It very much depends on the stage of writing I am in. Once I start to get into the rhythm and pattern of a writer's language, I will start to speak in that kind of way. I have to be very careful, because this chapter will be in one tone, the second chapter a different tone, the whole thing just becomes this mishmash of horror. Part of it is being empathic as well, I always think that being a writer is very much like being an actor. You have to inhabit the character to make them come alive. That's you job to make these people that don't exist appear to be real people.
What subjects do you wish more writers would write about?
I think things that matter to you. There is definitely a chunk of crime fiction that chases market trends, and some of those people are very successful. And there is a chunk of crime fiction that go after things that really interest the authors. Those are the books I much prefer to read.
What are the current trends you see right now in crime fiction?

(Source listing)
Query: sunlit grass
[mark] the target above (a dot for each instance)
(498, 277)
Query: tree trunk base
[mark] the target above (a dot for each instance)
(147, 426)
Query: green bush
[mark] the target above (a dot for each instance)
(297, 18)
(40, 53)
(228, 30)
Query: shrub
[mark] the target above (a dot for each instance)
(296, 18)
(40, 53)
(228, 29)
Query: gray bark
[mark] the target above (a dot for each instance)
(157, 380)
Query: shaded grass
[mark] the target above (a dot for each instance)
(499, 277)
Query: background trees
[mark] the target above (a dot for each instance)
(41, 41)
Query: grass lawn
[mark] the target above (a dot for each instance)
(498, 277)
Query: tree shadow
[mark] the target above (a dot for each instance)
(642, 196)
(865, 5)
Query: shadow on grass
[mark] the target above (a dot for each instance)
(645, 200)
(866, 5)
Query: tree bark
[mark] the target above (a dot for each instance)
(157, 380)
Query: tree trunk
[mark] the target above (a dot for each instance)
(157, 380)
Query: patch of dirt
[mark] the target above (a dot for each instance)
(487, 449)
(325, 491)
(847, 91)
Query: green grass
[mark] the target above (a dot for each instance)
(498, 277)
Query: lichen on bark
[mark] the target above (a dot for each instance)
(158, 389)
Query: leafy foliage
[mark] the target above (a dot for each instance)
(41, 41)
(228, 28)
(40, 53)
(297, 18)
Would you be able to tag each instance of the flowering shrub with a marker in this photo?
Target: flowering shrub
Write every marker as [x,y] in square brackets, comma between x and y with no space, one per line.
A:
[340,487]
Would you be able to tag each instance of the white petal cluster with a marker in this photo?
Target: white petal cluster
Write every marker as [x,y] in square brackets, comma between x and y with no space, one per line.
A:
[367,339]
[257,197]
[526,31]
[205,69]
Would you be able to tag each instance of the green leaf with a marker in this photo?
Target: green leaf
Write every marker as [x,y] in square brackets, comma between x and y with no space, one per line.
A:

▸ **Assignment A**
In the interview about writing crime fiction, what does the speaker say being a writer is very much like?
▸ **Assignment B**
Write a continuation of the interview about writing crime fiction from where it stops.
The listing has nothing to do with the interview about writing crime fiction.

▸ **Task output A**
Being an actor.

▸ **Task output B**
Currently we've just come over the cusp of domestic noir and household mystery stuff. Things where people in a relationship suddenly discover that the husband, boyfriend, wife is in fact a manipulative horror. That sense of domestic noir has been around for quite a long time and we're just coming off the wave of that.
Could you give us a quick synopsis of your new book. No Less The Devil?
Operation Maypole have been hunting the blacksmith for 17 months and they are no nearer to catching him. The media are baying for blood and the top brass are not happy at all. So now really isn't the time for Sergeant Lucy McVey to get distracted.
When he was an 11-year-old boy, Benedict Strachan hunted down and murdered a homeless person in a vicious attack. Nobody knows why. He's now out of prison with a drug habit, and he is obsessed with the notion that some sort of shadowy, "they" are out to get him. The trouble for Lucy is figuring out whether he's not paranoid at all. What if there is a cabal of people who run the world for their benefit and against ours? And what's going to happen if Lucy McVey goes up against these people? And then that's all I can tell you, because this is one of these books that it would be almost too easy to spoil it, just so I can guarantee you that what you think is going to happen is not what's going to happen.
Much like your favourite dram, what is it that keeps your readers coming back to a specific character or favourite detective?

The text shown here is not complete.